ABOUT THIS EXERCISE :: Using the entries below, transcribe exactly the line containing "green field, which" and each line that follows it to the end.

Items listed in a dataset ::
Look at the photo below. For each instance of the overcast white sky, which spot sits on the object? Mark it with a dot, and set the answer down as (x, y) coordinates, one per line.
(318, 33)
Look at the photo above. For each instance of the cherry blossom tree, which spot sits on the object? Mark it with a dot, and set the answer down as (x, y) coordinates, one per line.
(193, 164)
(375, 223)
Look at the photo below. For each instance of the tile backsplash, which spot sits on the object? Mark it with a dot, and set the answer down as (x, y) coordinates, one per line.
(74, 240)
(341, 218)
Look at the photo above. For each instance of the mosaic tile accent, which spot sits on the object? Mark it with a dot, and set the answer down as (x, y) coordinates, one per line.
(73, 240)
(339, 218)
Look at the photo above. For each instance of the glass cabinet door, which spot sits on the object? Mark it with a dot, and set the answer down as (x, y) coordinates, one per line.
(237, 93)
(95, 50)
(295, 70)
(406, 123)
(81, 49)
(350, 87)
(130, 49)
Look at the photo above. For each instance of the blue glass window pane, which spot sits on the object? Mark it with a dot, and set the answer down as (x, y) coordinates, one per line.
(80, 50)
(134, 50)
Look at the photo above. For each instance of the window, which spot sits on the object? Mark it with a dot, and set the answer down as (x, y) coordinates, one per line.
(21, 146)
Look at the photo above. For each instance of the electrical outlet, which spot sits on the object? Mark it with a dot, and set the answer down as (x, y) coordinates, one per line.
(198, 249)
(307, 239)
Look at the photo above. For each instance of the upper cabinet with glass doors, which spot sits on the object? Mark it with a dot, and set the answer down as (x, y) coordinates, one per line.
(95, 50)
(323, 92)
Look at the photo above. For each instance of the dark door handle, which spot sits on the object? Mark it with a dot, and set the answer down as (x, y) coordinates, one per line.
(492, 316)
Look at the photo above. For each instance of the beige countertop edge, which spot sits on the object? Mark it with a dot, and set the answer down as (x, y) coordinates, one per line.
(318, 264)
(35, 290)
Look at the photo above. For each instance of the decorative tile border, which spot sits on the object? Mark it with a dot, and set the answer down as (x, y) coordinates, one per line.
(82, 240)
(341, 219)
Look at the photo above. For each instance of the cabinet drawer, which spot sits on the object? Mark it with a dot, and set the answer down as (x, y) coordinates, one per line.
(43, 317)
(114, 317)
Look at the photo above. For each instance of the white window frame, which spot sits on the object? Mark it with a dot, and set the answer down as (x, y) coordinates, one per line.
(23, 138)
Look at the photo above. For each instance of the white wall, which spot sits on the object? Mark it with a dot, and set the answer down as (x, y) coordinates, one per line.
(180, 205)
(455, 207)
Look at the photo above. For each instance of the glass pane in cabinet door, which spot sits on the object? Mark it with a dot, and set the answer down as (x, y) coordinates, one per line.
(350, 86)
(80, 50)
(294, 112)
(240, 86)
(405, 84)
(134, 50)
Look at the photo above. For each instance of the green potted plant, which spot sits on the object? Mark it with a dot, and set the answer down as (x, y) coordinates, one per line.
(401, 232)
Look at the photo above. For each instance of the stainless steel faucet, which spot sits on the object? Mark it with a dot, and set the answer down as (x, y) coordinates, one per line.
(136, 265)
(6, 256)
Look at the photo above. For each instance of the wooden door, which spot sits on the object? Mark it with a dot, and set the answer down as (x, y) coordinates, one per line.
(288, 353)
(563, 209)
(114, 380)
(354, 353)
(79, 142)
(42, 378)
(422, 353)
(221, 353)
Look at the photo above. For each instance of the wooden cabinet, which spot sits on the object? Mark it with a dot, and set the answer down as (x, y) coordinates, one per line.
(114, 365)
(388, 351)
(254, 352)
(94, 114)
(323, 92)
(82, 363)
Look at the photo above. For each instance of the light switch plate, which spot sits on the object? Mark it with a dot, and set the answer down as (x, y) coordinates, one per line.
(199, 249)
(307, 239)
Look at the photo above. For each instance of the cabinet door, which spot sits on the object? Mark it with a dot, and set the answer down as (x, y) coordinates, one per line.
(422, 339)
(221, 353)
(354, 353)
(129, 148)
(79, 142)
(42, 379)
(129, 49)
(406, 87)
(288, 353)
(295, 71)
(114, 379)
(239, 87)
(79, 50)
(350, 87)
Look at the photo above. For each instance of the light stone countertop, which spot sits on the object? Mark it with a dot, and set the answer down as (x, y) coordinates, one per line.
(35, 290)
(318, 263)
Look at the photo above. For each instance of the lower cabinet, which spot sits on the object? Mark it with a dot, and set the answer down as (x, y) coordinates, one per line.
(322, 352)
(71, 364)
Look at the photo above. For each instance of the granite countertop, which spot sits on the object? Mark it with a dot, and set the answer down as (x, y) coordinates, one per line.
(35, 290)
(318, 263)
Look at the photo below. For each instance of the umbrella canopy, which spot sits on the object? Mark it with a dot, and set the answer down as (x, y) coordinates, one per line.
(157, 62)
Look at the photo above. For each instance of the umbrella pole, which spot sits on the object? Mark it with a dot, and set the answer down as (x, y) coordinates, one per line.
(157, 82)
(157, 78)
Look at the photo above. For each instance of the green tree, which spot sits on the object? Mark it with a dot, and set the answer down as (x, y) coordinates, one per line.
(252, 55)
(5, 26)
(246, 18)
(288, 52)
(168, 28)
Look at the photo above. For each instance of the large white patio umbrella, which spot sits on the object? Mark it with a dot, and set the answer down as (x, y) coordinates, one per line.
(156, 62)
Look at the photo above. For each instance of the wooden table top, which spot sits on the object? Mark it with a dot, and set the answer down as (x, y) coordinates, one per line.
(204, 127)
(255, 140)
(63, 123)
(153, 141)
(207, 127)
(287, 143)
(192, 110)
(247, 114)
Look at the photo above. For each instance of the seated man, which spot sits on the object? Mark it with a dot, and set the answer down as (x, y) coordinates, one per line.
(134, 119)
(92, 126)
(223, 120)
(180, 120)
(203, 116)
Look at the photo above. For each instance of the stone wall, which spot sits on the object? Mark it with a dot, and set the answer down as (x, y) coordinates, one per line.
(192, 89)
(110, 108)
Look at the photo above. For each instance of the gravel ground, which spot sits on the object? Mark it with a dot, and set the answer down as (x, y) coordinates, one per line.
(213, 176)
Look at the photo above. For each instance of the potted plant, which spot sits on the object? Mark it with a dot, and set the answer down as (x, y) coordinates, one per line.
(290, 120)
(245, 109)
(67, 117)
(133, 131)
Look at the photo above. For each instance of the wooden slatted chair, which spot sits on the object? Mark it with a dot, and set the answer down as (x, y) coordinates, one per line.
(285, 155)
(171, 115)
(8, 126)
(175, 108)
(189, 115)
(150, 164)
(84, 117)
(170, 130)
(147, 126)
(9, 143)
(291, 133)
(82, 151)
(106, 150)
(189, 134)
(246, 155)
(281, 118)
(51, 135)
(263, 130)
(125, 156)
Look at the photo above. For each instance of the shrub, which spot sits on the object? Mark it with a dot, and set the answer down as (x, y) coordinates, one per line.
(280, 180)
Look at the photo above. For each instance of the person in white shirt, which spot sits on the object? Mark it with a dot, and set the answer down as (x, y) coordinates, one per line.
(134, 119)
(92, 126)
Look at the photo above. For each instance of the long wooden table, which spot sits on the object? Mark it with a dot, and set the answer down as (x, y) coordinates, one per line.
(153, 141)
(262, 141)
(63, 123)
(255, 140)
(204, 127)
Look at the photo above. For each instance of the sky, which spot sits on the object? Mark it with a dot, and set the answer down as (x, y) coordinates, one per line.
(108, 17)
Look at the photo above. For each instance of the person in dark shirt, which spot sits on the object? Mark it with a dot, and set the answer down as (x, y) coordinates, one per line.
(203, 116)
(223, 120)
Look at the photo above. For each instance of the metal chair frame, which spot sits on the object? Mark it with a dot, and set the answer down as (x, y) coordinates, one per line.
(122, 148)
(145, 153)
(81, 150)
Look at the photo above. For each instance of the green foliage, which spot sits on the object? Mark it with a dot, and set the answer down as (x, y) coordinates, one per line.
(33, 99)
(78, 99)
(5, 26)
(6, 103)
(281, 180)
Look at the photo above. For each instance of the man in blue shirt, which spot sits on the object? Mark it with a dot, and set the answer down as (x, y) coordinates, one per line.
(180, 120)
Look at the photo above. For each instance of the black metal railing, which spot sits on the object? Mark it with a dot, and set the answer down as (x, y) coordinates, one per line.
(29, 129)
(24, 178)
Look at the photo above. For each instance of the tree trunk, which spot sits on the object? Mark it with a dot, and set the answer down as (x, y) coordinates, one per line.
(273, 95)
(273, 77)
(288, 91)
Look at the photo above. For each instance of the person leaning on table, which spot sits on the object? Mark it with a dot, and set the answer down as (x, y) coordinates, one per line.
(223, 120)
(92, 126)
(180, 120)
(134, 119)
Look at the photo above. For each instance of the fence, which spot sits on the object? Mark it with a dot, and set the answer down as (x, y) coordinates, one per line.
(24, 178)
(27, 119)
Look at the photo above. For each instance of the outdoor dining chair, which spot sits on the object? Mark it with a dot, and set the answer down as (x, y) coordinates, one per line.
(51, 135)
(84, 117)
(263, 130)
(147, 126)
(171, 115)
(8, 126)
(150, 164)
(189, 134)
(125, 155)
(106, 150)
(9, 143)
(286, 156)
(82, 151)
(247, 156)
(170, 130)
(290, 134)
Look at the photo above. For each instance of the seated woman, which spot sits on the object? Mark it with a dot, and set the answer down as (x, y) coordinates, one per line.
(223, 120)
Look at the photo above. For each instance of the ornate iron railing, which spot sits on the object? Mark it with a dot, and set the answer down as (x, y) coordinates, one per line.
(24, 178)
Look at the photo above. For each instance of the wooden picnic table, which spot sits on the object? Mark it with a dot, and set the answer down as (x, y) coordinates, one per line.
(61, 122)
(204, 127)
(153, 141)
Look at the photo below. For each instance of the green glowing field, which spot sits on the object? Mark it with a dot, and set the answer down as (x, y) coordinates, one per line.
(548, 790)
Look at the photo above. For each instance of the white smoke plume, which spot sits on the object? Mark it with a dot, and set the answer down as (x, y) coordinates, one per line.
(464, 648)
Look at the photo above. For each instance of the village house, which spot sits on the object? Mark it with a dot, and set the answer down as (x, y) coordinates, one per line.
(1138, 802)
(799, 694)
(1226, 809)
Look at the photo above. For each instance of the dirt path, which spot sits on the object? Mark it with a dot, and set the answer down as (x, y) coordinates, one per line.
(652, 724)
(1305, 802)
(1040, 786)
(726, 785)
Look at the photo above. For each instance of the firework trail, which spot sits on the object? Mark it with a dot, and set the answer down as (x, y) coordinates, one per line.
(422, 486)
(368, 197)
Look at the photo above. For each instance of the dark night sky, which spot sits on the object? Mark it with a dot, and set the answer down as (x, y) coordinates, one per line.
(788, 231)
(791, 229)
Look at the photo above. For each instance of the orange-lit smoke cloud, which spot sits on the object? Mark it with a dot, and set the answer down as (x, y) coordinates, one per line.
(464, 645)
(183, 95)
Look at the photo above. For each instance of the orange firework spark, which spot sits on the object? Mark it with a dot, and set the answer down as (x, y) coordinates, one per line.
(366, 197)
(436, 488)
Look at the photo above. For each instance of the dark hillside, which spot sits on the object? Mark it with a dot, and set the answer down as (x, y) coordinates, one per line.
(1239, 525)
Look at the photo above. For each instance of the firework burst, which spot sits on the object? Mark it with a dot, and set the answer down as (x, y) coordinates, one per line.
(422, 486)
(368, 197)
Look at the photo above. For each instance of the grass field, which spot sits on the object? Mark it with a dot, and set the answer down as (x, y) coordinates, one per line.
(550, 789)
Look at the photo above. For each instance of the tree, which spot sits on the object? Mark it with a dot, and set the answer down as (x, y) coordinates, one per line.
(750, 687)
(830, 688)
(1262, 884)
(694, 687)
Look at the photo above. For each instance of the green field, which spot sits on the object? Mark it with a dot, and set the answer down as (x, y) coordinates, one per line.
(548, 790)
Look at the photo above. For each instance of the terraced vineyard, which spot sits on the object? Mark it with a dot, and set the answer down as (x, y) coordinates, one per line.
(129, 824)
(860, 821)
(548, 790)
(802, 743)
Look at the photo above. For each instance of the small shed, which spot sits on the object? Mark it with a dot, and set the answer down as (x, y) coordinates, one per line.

ANSWER SPACE ::
Look at the photo above. For each instance of the green field, which spot sits on the object? Mark it with a dot, and set the answer down as (x, y) coordinates, one per line.
(548, 790)
Look at the photo above. For each instance of the terraced vineyard, which spot sits on the object? Mark it with a dot, and set the answer down as (x, y) coordinates, one per line.
(129, 824)
(860, 821)
(548, 790)
(802, 743)
Look at the photo above. For each instance of the small shed, which spot sits on the object? Mark it with a dot, and set the answer down as (x, y) coordinates, one per line.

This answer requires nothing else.